AI-Generated Content: Provenance Data Requirements
Providers of generative AI systems with more than one million monthly users must embed provenance data into audio, image, and video content to allow consumers to assess whether the content was created or materially altered by AI. Text content is excluded.
Provenance data must be difficult to tamper with using commercially and technically reasonable methods, including those established by the Coalition for Content Provenance and Authenticity (C2PA).
The law carves out personally identifiable information from provenance data, trade secrets, confidential AI system design information, video game and interactive experiences, and technical functions like noise reduction.
These requirements take effect October 1, 2026. Violations are enforceable by the Attorney General under Connecticut's unfair trade practices law.
Social Media Platforms: Algorithmic Recommendations and Minor Protections
Connecticut regulates platforms that recommend, select, or prioritize user-generated content for display. Educational platforms and those primarily facilitating goods sales are excluded.

--- --- ---

TASK TO CARRY OUT: Echo the excerpt on provenance data and platform rules word for word, starting at "These requirements take" and ending at "sales are excluded.". You will not need the entries that follow to complete this work.

(Stored data entries)

--- --- ---

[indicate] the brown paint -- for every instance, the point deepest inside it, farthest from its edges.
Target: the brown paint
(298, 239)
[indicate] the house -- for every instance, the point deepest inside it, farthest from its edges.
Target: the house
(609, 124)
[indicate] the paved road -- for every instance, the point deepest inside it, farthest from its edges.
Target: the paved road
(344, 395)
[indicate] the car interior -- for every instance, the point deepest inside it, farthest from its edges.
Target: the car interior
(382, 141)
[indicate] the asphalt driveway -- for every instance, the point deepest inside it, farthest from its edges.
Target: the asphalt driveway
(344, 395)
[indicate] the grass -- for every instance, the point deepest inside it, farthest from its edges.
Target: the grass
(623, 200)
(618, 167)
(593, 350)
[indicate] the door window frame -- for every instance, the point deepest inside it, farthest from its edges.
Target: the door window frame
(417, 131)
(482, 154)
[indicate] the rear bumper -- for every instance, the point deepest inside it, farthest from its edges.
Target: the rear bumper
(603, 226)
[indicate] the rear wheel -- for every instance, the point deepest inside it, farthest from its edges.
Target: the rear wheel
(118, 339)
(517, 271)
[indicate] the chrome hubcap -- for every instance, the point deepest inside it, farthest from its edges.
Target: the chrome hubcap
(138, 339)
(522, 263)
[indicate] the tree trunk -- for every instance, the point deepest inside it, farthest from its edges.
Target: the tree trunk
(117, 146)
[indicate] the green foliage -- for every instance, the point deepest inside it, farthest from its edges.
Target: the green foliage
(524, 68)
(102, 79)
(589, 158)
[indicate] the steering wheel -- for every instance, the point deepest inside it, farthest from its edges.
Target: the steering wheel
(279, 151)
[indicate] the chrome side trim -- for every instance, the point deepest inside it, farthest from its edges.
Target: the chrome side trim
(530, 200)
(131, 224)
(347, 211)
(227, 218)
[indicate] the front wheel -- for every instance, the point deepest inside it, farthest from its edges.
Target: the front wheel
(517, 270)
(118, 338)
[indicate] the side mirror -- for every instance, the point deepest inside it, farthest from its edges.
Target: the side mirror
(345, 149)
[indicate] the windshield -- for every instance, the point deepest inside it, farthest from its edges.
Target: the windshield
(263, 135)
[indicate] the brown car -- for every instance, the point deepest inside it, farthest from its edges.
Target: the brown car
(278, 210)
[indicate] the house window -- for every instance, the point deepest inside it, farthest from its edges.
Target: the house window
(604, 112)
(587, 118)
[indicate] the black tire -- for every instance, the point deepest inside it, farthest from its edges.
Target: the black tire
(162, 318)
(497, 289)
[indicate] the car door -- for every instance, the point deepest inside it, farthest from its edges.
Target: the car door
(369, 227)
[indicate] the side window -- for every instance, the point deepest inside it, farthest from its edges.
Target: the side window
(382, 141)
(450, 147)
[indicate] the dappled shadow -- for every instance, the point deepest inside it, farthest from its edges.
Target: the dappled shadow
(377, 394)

--- --- ---

RESULT OF THE EXERCISE:
These requirements take effect October 1, 2026. Violations are enforceable by the Attorney General under Connecticut's unfair trade practices law.
Social Media Platforms: Algorithmic Recommendations and Minor Protections
Connecticut regulates platforms that recommend, select, or prioritize user-generated content for display. Educational platforms and those primarily facilitating goods sales are excluded.